Job 1:
Please repeat the rows word for word, from the line with "Expected behaviour: for every instance of the window, pick" up to and including the line with "x=913 y=230".

Agriculture Sensors : Types and Benefits for Smart Farming

Agriculture Sensors and smart sensing technologies are the key drivers of the modern agricultural industry. They function by detecting environmental data and converting it into digital signals for display and system control via the Internet of Things (IoT). Popular devices such as soil moisture, pH, air temperature, and CO2 sensors are used to closely monitor plants at every stage of growth. Furthermore, in water and fertilizer management systems, EC and pH sensors play a vital role in monitoring the quality of liquids in automated fertigation systems, ensuring plants receive precise and complete nutrients.

What are Agriculture Sensors?

Agriculture sensors are generally categorized into two main types: Plant Data Sensors and Environmental Sensors.

• Plant Data Sensors: Detect growth characteristics and developmental stages of plants. They process plant vital signs into digital formats to analyze growth conditions.
• Environmental Sensors: Monitor and analyze the surroundings in which plants live, such as water sources, soil, and air, to understand environmental shifts and ensure optimal growing conditions.

Currently, popular agriculture sensors include temperature, humidity, pH, gas detectors, biosensors, photoelectric sensors, and pressure sensors.

7 Popular Types of Agriculture Sensors (List of Agriculture Sensors)

Sensors are the foundation of a Smart Farm. Applying Industrial IoT technology allows for real-time data collection and tracking. Sensors are indispensable in agricultural production—whether for fertilizing, spraying, or irrigation.

[Point-based annotation data]

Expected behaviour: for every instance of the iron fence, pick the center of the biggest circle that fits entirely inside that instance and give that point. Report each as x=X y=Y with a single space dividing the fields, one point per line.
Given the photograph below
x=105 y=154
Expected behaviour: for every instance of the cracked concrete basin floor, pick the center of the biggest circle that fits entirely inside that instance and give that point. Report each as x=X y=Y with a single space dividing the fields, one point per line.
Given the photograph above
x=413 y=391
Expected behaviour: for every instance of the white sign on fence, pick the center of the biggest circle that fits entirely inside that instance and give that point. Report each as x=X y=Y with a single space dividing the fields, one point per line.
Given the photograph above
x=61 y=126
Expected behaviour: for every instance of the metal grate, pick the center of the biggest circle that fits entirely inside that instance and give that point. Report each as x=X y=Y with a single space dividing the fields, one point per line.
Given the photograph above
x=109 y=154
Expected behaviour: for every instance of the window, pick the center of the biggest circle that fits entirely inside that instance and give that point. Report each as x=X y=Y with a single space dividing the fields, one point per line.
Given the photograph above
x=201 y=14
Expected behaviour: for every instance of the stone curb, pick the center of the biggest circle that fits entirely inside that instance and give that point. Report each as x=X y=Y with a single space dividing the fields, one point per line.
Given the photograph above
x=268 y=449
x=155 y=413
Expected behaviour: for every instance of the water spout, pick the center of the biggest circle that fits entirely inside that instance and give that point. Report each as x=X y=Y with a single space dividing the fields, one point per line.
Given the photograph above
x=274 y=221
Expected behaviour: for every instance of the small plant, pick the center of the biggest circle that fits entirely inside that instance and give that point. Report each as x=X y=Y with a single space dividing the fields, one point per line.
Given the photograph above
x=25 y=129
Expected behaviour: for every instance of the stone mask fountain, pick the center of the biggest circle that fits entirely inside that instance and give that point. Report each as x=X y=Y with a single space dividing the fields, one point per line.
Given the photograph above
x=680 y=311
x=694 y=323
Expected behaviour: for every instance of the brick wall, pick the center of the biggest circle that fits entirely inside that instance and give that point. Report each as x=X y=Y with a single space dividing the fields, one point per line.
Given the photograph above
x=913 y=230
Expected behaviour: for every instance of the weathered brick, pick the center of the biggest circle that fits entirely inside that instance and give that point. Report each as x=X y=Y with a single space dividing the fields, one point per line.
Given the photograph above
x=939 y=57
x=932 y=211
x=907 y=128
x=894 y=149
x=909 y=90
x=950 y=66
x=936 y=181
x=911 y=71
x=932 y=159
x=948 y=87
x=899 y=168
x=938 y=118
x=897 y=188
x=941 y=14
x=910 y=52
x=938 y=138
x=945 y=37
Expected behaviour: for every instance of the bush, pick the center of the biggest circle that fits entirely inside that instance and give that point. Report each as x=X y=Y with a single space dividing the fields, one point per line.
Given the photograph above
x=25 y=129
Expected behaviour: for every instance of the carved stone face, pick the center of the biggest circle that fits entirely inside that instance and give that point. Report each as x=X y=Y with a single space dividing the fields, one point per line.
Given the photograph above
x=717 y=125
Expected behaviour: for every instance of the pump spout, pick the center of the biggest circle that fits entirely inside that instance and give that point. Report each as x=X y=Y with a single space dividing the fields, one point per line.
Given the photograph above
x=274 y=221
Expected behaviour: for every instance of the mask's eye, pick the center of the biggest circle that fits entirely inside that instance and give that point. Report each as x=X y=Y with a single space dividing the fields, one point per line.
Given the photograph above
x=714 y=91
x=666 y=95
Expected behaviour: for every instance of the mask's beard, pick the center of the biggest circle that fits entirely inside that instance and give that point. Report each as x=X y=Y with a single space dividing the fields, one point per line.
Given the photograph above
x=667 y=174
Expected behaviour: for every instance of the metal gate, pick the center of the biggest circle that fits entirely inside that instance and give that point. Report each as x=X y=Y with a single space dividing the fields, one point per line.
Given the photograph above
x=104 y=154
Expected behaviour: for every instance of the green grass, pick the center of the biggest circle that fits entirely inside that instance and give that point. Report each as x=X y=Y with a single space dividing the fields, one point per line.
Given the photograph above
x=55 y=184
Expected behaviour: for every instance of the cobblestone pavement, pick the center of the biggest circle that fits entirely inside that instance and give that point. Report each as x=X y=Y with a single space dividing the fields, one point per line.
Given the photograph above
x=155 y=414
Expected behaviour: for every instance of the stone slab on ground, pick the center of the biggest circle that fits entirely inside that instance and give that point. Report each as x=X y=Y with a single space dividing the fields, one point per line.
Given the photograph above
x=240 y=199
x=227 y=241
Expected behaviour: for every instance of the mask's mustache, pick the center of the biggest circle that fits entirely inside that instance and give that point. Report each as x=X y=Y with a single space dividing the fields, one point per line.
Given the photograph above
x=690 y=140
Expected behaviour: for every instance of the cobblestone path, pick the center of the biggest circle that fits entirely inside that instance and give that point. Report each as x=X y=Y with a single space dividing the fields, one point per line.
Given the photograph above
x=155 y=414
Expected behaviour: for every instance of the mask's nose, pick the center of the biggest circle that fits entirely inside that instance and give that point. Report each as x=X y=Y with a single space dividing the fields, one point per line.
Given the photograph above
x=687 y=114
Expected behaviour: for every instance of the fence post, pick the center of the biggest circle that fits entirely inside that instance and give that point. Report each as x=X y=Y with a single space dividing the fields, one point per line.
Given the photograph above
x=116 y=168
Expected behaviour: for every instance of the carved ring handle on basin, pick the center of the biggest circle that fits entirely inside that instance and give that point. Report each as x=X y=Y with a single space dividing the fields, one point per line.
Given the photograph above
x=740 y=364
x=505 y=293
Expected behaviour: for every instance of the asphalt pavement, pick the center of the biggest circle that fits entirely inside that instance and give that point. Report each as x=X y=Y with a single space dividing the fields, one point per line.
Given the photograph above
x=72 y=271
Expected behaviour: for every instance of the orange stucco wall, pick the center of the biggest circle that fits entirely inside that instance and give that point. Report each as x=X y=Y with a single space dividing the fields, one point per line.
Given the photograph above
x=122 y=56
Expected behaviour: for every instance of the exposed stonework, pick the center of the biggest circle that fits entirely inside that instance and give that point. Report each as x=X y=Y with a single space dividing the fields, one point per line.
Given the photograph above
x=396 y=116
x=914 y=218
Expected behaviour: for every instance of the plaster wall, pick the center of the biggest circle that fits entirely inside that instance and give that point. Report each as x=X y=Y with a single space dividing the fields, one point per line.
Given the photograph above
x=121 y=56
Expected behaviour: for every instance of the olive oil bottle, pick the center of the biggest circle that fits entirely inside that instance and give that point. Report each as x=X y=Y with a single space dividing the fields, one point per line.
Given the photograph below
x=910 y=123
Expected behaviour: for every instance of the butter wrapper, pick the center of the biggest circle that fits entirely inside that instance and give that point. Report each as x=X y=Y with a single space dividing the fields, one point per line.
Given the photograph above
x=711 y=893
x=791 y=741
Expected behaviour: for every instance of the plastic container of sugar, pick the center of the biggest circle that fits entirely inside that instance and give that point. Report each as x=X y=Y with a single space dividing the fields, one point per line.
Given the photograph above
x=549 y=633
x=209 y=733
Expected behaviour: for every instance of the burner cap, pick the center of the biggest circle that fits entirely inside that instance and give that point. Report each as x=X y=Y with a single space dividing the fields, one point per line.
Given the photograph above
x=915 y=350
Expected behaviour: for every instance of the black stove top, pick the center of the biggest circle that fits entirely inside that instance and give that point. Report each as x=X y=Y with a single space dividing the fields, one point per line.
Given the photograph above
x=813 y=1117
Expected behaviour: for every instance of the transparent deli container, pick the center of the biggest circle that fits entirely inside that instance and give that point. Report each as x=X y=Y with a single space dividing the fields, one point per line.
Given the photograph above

Job 2:
Duplicate the passage of the agriculture sensors article from "Agriculture Sensors and" up to and including "are Agriculture Sensors?" without changing a word.

Written answer 1:
Expected behaviour: for every instance of the window, pick the center of the biggest circle that fits entirely inside that instance and give that point. Report each as x=X y=Y with a single space dividing the fields, one point per line.
Given the photograph above
x=201 y=14
Expected behaviour: for every instance of the stone curb, pick the center of the biggest circle that fits entirely inside that instance and give that point. Report each as x=X y=Y with a single space dividing the fields, one point per line.
Given the photograph above
x=268 y=449
x=155 y=413
Expected behaviour: for every instance of the water spout, pick the center of the biggest circle that fits entirely inside that instance and give that point. Report each as x=X y=Y with a single space dividing the fields, one point per line.
Given the photograph above
x=274 y=221
Expected behaviour: for every instance of the small plant, pick the center of the biggest circle that fits entirely inside that instance and give that point. Report each as x=X y=Y with a single space dividing the fields, one point per line.
Given the photograph above
x=25 y=129
Expected behaviour: for every instance of the stone mask fountain, pick the center of the biggest circle that fits entirely inside that instance and give that point. Report each as x=X y=Y with a single space dividing the fields, one point per line.
Given the photograph above
x=680 y=311
x=694 y=323
Expected behaviour: for every instance of the brick wall, pick the center of the biggest circle that fits entirely inside that instance and give that point. Report each as x=X y=Y with a single space dividing the fields, one point per line.
Given the photograph above
x=913 y=230

Written answer 2:
Agriculture Sensors and smart sensing technologies are the key drivers of the modern agricultural industry. They function by detecting environmental data and converting it into digital signals for display and system control via the Internet of Things (IoT). Popular devices such as soil moisture, pH, air temperature, and CO2 sensors are used to closely monitor plants at every stage of growth. Furthermore, in water and fertilizer management systems, EC and pH sensors play a vital role in monitoring the quality of liquids in automated fertigation systems, ensuring plants receive precise and complete nutrients.

What are Agriculture Sensors?